>> start Text excerpt

Since 1982, Elder’s films have made increasing use of
digital image processing techniques. His interest in the mathematics
of digital image processing led him to study and to publish
on computer programming and artificial intelligence and to a
voting membership in the Institute of Electrical and Electronic
Engineers and the Association for Computing Machinery. Recently,
he was awarded a Canada Council/NSERC New Media Initiatives
grant (with Dr. Ling Guan, Canada Research Chair, Multimedia
Engineering), a Ryerson Research Chair and a Research/Creation
Grant in Fine Arts from the Social Sciences and Humanities Research
Council to make a film applying innovative methods in image
processing and machine learning to producing a film on alchemical
themes.
He has published dozens of articles – on electronic music,
painting, film, photography, social theory, literature and philosophy.

>> end Text excerpt
>> start Data entries

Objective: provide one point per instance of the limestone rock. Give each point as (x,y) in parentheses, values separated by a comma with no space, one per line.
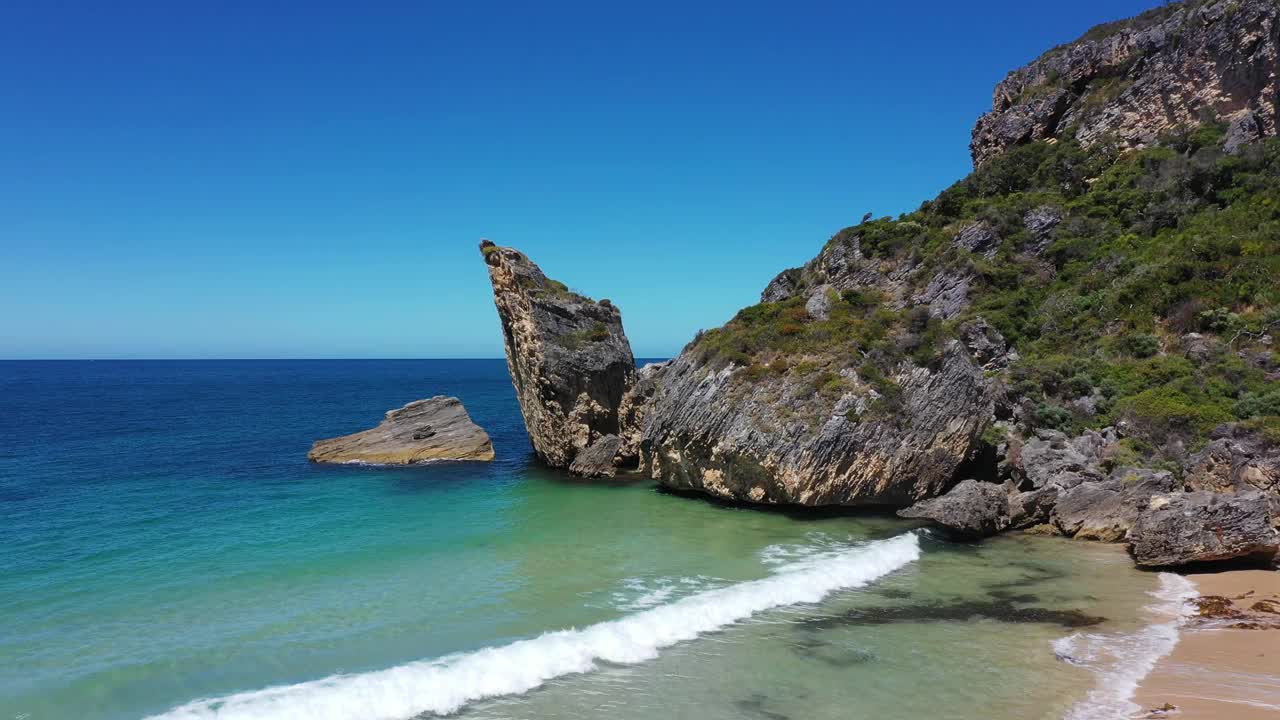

>> end Data entries
>> start Data entries

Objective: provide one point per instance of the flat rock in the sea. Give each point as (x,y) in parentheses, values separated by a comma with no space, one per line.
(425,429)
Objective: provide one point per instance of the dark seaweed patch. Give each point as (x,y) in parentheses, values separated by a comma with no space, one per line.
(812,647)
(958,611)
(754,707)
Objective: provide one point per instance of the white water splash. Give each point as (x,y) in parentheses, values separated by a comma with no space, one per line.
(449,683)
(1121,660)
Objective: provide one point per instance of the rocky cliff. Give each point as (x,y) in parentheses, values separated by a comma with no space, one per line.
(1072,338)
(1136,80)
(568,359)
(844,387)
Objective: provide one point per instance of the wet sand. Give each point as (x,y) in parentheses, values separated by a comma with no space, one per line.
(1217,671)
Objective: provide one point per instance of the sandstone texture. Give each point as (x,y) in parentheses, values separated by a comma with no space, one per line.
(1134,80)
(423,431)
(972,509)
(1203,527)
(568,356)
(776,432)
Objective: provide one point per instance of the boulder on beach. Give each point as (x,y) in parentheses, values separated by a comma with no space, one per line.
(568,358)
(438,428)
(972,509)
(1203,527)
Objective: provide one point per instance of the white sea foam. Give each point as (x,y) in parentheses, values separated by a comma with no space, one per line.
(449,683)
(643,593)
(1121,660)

>> end Data entries
>> start Data entries

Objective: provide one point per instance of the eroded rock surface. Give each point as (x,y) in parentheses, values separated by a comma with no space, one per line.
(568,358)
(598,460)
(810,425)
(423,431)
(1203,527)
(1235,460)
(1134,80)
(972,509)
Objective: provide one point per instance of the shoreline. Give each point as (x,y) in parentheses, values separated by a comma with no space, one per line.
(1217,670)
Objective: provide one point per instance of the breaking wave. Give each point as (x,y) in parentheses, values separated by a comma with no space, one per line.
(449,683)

>> end Data entries

§ **Do this**: In the text about Elder above, which two organizations did his interest in the mathematics of digital image processing lead him to join as a voting member?

§ **Right answer**: The Institute of Electrical and Electronic Engineers and the Association for Computing Machinery.